• [WRITTEN INSTRUCTION] Output each line of the rows below as a JSON list of strings, with one string per line and blank lines omitted.

• [Point labeling examples]
========================================

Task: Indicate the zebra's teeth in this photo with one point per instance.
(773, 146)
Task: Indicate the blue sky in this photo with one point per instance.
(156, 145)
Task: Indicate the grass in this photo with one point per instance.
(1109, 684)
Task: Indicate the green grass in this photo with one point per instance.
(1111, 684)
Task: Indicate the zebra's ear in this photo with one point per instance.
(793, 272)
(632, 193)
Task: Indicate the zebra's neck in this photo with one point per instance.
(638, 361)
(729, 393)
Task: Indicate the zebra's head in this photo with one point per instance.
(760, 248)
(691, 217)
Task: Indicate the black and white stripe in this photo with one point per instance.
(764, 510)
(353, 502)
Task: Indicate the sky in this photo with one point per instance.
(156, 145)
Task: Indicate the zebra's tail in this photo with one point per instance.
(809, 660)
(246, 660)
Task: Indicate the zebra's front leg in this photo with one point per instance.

========================================

• [FINISHED EXERCISE]
[
  "Task: Indicate the zebra's teeth in this photo with one point per instance.",
  "(773, 146)",
  "Task: Indicate the blue sky in this photo with one point per instance.",
  "(156, 145)",
  "Task: Indicate the grass in this photo with one point per instance.",
  "(1109, 684)",
  "Task: Indicate the green grass in this photo with one point per instance.",
  "(1111, 684)",
  "Task: Indicate the zebra's ear in this photo with one point per instance.",
  "(793, 272)",
  "(632, 193)",
  "Task: Indicate the zebra's neck in this photo with one point per instance.",
  "(638, 361)",
  "(729, 393)",
  "Task: Indicate the zebra's head in this photo with one point per instance.",
  "(760, 248)",
  "(691, 217)",
  "Task: Indicate the black and white stripe in this photo with one point per instance.",
  "(764, 510)",
  "(353, 502)",
  "Task: Indicate the sky in this photo with one point per instance.",
  "(156, 145)",
  "Task: Indicate the zebra's tail in this photo with one point per instance.",
  "(809, 660)",
  "(246, 660)",
  "Task: Indicate the zebra's front leg in this photo with one point per instance."
]